> [Given exercise]: Please arrange the data below, between the lines holding "of the mosaic" and "Target: wicker basket", inclusive, as a Markdown table with a Row column for the row number and a Line column for the line, leaving out blank lines.

Source records
——
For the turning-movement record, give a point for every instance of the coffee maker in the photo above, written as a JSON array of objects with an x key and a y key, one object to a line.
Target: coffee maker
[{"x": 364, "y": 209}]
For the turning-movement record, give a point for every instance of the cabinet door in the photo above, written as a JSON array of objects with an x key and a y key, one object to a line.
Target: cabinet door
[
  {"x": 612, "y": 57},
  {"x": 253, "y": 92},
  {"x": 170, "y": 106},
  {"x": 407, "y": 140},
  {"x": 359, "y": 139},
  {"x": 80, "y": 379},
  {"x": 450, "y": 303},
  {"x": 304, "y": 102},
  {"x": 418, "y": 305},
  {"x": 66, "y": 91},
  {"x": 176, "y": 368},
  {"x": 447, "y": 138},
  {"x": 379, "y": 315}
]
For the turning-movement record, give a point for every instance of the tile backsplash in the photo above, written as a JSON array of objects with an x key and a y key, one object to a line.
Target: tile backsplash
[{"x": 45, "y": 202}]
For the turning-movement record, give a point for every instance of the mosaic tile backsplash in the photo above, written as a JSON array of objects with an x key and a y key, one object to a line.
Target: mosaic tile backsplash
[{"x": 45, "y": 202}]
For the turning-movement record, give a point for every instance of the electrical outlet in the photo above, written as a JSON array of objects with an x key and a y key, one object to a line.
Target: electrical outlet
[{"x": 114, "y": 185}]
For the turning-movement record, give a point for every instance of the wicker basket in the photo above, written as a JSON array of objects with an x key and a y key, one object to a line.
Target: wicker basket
——
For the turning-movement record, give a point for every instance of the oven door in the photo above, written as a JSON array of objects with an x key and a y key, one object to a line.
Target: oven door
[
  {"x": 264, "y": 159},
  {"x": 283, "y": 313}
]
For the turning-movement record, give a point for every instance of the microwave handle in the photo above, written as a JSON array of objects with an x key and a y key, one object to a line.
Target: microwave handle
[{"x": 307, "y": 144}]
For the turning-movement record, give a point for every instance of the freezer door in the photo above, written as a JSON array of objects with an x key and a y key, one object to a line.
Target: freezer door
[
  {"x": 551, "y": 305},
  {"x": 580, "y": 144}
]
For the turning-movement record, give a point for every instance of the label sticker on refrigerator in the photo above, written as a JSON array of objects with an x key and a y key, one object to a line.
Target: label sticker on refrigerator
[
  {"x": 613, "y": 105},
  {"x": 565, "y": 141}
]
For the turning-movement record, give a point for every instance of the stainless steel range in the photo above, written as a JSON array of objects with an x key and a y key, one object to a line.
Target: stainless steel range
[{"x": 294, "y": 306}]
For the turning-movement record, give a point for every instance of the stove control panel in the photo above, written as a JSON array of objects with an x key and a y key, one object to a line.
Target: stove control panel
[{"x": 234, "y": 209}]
——
> [Exercise answer]:
| Row | Line |
|---|---|
| 1 | For the turning-movement record, give a point for every instance of the mosaic tile backsplash in the photo above, written as a JSON array of objects with an x key and a y key, one object to a line. |
| 2 | Target: mosaic tile backsplash |
| 3 | [{"x": 45, "y": 202}] |
| 4 | For the turning-movement record, give a point for every instance of the electrical outlet in the photo above, written as a JSON array of objects with an x key and a y key, one object to a line. |
| 5 | Target: electrical outlet |
| 6 | [{"x": 114, "y": 185}] |
| 7 | For the turning-movement record, give a point for every instance of the wicker basket in the photo above, written as a JSON array of objects with an x key and a y key, one object to a line. |
| 8 | Target: wicker basket |